# [What you will do]
Recast all of the material below as a two-column CSV with the headers task and answer. Give one row per task, with its text and its answer each in a single quoted field and line breaks replaced by spaces.
---- Provided entries
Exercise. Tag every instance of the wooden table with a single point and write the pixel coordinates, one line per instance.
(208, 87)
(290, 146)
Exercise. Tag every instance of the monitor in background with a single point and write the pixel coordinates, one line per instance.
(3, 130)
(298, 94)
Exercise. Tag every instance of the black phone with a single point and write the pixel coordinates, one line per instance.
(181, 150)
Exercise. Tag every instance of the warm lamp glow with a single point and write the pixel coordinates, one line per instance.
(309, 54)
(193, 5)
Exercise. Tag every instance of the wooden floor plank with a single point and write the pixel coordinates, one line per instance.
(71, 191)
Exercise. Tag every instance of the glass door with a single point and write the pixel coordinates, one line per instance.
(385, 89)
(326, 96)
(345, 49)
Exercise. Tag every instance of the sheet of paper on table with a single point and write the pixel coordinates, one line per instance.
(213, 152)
--------
# [Final result]
task,answer
"Exercise. Tag every instance of the wooden table with a single point and write the pixel coordinates, one line per instance.","(208, 87) (290, 146)"
"Exercise. Tag every instance of the monitor in background with a single point and write the pixel coordinates, one line per instance.","(3, 130) (298, 94)"
"Exercise. Tag every instance of the black phone with a single point and write the pixel coordinates, one line per instance.","(181, 150)"
"Exercise. Tag every instance of the warm lamp glow with a single point and write the pixel coordinates, one line per instance.","(309, 54) (193, 5)"
"Exercise. Tag every instance of the wooden floor plank with a single point and write the pixel coordinates, one line per instance.","(71, 191)"
"Exercise. Tag every instance of the glass door with a single point and write the pixel coordinates, one line per instance.","(385, 89) (326, 96) (345, 49)"
"Exercise. Tag every instance of the sheet of paper on table with a single point and write the pixel coordinates, one line per instance.","(213, 152)"